## Exercise requirements
Write out exactly the lines from the one with "In the picture above, where can the front bumper" through the last line of the data below, but not the pictures.
(Working data begins)
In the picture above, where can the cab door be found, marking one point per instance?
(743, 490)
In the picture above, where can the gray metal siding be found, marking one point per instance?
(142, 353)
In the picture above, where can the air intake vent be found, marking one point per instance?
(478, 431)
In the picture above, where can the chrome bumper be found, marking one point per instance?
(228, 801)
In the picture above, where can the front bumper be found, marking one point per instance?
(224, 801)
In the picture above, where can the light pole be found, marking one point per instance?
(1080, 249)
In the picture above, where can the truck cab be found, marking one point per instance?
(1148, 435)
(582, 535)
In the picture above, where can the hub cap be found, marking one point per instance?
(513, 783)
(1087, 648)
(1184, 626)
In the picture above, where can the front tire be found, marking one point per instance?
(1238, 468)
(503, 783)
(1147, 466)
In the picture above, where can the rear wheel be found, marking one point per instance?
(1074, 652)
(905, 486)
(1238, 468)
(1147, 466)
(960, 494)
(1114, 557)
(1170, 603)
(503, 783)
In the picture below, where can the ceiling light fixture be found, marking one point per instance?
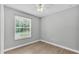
(40, 7)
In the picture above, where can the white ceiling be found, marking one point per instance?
(48, 8)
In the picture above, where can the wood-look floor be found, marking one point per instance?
(39, 48)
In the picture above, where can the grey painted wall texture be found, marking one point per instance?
(0, 29)
(10, 28)
(62, 28)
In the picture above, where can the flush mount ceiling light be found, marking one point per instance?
(40, 7)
(Working data ends)
## Result for this task
In the picture above, where can the front bumper be found, marking one point per instance?
(224, 801)
In the picture above, where can the light pole be found, marking one point per instance?
(1080, 249)
In the picture above, where can the truck cab be found, marking one point per instance?
(1148, 435)
(582, 535)
In the picture above, where can the hub cap be found, marking one point per instance?
(513, 783)
(1087, 648)
(1184, 626)
In the picture above, where can the front tire be found, marking one point per instance?
(1238, 468)
(503, 783)
(1147, 466)
In the picture above, where can the rear wheel be found, marking one point per instance?
(1074, 652)
(905, 486)
(1238, 468)
(1147, 466)
(960, 494)
(1114, 557)
(1170, 603)
(503, 783)
In the picture below, where can the ceiling light fixture be found, marking one point per instance?
(40, 7)
In the picture above, where can the white ceiling be found, marking one point per instance?
(48, 8)
In the picture above, where can the wood-look floor be found, marking one point per instance?
(39, 48)
In the picture above, where can the grey painted wall texture be found, marking one point per instance?
(0, 29)
(10, 28)
(62, 28)
In the picture above, where can the flush mount ceiling light be found, marking one point per instance?
(40, 7)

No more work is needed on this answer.